-- START --

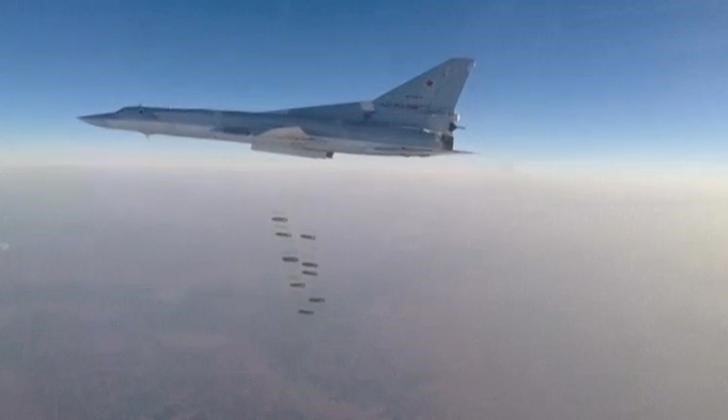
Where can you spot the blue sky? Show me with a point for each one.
(554, 80)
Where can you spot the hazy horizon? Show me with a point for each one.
(451, 293)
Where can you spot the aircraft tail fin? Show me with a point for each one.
(435, 91)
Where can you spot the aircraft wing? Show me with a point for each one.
(289, 141)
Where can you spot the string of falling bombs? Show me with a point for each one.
(305, 268)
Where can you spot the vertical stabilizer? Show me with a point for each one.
(435, 91)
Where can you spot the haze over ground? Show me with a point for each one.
(135, 292)
(141, 280)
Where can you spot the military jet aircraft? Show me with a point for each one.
(416, 118)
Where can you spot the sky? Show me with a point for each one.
(618, 80)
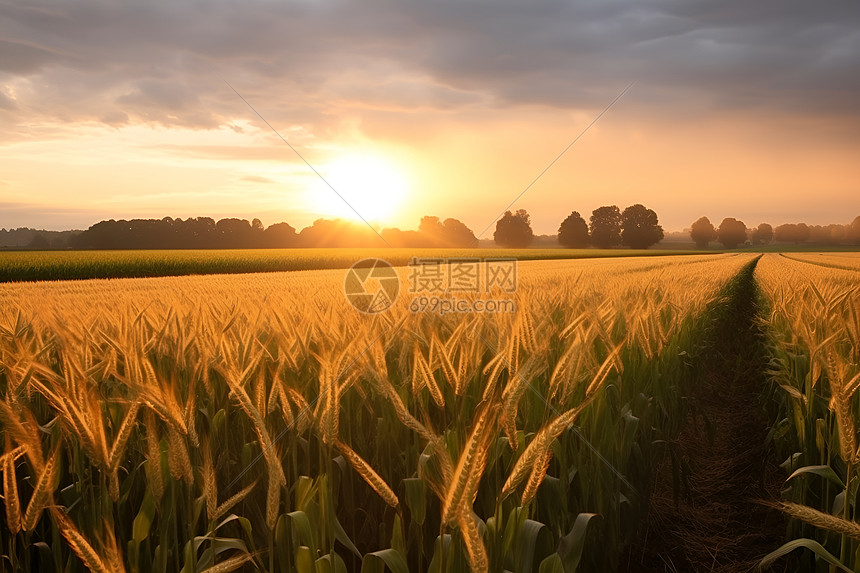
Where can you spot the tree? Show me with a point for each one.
(763, 234)
(514, 230)
(606, 227)
(732, 232)
(792, 233)
(573, 232)
(639, 228)
(703, 232)
(280, 235)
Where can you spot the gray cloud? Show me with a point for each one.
(299, 62)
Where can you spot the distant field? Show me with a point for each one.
(75, 265)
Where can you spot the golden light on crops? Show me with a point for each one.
(367, 186)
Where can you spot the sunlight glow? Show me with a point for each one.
(372, 184)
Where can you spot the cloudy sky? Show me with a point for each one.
(451, 108)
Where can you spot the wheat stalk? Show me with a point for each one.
(369, 475)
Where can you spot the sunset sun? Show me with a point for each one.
(366, 186)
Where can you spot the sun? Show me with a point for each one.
(364, 186)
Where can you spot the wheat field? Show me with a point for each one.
(813, 322)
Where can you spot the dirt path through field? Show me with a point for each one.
(717, 524)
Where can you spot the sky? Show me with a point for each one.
(138, 109)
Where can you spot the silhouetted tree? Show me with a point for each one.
(280, 235)
(762, 235)
(606, 227)
(732, 232)
(639, 227)
(435, 233)
(703, 232)
(432, 229)
(514, 230)
(853, 231)
(792, 233)
(573, 232)
(39, 242)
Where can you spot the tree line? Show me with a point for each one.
(732, 233)
(232, 233)
(636, 227)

-- END --

Do this –
The required output is the span of lines from the one containing "Where can you spot the cloudy" to the last line, reproduced character for character.

Exercise solution –
Where can you spot the cloudy sky? Show me with a point for each one.
(451, 108)
Where can you spot the wheat stalk? Show me with a point for each one.
(369, 475)
Where can you spot the sunset sun? Show me with a point for each one.
(366, 186)
Where can you spot the sun? Show me with a point for each one.
(364, 186)
Where can you spot the wheat field? Show me with a point for each one.
(813, 322)
Where can you spot the dirt path through field? Show me with a point for each one.
(717, 524)
Where can you spot the sky? Show me with a point for each one.
(138, 109)
Where can you spot the silhouetted tree? Show me with a point for each one.
(280, 235)
(762, 235)
(606, 227)
(732, 232)
(639, 227)
(435, 233)
(703, 232)
(432, 229)
(514, 230)
(853, 231)
(792, 233)
(573, 232)
(39, 242)
Where can you spot the tree line? Show me with a point for each one.
(732, 233)
(232, 233)
(636, 227)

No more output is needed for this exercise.